> [Set task a]:
Answer these questions using the interview with Jon Dulin below.
(i) Who first made him interested in finance as a career?
(ii) By what age do he and his wife plan to be financially independent?
(iii) What yearly return does he say the market averages over the long term?

Jon Dulin isn't just an experienced financial advisor and expert working in the industry; he's a smart observer of finance both personal and macroeconomics on his blog, Money Smart Guides. Jon took a moment with us to discuss budgeting, debt, and why personal finance is just that: personal.
What first made you interested in finance as a career?
My economics teacher in high school. He made economics and finance in general very interesting with his style of teaching.
From there, it was the economic climate we were in. It was the late 1990s so the dot com bull market was in full swing. I remember being in the library with my best friend comparing our mock portfolios online. At that time, it seemed as though every stock was always moving higher. But then reality set in and I realized that there was much more to learn.
In your experience, what are some common misconceptions people have when it comes to personal finance?
The first misconception is that personal finance is boring. I completely disagree. I think many might find it boring because they don't have a plan. My wife and I have a plan to be financially independent by 50. We want to retire and just enjoy doing the things we love. Because of this, we have a plan, and each month we sit down and go over the finances to see how we are progressing towards our goals. We get excited when we see we are ahead of track on our savings or mortgage payoff goals. That motivates us to keep pushing forward and makes personal finance exciting.
If you want to make personal finance exciting, create a plan. Figure out your goals and dreams, and then work on reaching them from a financial standpoint.
Another misconception with personal finance is with investing. For most, it's being greedy and trying to beat the market. Here is a newsflash to readers: You can't consistently beat the market year in, year out. No one can. Your best option is to keep costs low by investing passively and take what the market gives you. After all, 8% a year, which is what the market averages over the long term, is a nice return and you will see your money double roughly every nine years (when using the Rule of 72).
Another mistake people make is being scared to invest because of the swings in the market and what happened in 2008. You have to understand that over the short term, the market does swing wildly. It's like the ocean. If you see a boat cut through the water, you see the large waves it makes in its wake. But as you watch those waves, they dissipate over time. This is how the stock market works. Volatility over the short term, but a smoother ride long term.
Look at any chart of the stock market and you will see this. In my lifetime, I've experienced three wars, three recessions, two stock market bubbles and the worst trading day in the history of the stock market, and yet here we are, completely recovered from it all. The stock market will recover over the long term. If you can focus on that, you are on your way to being a successful investor.
Just how bad is debt? How much is too much?
Debt can be good and it can be bad, but not in the sense that many experts talk about. They say any debt that helps you - a mortgage, student loans - is good debt. I disagree. Debt is only good if you can actually afford it. Buying a house you can't afford shouldn't be considered good debt, just like going into $100,000 of student loan debt for a career that has a median salary of $35,000 per year is bad.

> [Extracted material]:
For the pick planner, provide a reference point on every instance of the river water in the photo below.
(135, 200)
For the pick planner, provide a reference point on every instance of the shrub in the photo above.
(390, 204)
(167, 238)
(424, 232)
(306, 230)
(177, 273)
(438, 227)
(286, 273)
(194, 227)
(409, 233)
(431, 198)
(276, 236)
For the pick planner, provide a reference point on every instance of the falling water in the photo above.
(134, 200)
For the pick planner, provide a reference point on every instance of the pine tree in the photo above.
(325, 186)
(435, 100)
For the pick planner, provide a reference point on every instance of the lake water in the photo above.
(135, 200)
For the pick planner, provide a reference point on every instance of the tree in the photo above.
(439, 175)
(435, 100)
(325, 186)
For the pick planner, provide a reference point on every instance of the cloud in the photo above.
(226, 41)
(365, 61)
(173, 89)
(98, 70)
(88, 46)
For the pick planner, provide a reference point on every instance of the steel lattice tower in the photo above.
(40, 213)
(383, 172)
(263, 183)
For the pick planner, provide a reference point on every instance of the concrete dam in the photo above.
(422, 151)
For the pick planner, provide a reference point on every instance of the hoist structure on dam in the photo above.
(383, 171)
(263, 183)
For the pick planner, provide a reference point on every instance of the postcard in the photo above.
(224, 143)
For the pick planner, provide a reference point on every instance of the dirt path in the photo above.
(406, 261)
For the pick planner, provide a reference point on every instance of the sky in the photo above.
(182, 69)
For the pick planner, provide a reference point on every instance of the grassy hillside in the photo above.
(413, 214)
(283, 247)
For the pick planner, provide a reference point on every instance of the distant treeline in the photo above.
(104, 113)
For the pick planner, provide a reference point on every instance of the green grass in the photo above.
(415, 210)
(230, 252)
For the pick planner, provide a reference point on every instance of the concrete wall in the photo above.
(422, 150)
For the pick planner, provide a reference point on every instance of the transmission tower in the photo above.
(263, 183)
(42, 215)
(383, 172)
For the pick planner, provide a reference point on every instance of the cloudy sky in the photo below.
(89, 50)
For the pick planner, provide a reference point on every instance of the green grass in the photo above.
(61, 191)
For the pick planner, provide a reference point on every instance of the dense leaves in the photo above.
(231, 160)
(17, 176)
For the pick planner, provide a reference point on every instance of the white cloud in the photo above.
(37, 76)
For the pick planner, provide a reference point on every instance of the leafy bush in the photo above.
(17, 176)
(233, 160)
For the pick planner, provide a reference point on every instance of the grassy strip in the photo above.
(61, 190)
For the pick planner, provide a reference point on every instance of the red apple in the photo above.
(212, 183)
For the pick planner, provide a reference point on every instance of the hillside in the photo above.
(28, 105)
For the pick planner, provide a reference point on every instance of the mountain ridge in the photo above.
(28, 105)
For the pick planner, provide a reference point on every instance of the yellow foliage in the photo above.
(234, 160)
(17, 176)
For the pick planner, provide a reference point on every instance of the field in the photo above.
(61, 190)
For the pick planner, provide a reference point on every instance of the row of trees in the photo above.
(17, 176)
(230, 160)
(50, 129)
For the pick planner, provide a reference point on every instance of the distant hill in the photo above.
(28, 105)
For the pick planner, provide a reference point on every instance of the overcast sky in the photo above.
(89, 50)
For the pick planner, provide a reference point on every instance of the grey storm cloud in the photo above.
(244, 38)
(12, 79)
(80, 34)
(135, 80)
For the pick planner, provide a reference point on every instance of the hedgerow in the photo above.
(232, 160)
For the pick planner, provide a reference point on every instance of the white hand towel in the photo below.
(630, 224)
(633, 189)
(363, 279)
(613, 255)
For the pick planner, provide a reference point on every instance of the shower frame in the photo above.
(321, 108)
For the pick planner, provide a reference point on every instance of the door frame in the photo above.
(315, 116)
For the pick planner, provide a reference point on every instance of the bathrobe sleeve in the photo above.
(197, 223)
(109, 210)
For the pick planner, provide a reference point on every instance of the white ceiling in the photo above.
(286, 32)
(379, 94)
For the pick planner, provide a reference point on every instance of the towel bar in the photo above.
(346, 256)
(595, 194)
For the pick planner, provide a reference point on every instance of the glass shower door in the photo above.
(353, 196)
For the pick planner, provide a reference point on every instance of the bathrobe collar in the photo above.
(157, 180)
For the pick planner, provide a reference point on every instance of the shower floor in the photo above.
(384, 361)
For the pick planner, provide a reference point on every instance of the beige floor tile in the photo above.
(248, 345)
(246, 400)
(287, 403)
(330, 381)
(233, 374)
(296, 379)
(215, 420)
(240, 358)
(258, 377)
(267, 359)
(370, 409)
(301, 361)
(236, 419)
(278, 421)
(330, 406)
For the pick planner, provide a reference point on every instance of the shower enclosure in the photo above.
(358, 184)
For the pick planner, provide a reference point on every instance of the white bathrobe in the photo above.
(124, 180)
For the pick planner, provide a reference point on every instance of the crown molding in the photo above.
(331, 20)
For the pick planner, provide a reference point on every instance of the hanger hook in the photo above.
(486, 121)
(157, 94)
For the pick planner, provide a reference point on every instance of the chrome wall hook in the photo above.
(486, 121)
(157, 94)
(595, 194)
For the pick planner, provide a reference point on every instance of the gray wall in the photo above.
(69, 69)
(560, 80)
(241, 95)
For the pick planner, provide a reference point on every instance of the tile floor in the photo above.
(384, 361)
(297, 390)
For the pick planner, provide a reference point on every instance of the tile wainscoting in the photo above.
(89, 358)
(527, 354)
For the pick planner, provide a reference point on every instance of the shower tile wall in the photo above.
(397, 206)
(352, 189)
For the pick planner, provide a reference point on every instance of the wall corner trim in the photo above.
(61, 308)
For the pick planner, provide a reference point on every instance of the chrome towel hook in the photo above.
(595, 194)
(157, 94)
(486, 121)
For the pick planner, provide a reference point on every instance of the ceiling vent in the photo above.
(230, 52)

> [Set task b]: Pull out every line of the records above that contains the word "ceiling". Case counts.

> [Task solution a]:
(i) His high school economics teacher.
(ii) 50.
(iii) 8%.

> [Task solution b]:
For the pick planner, provide a reference point on every instance of the white ceiling in the photo above.
For the pick planner, provide a reference point on every instance of the ceiling vent in the photo above.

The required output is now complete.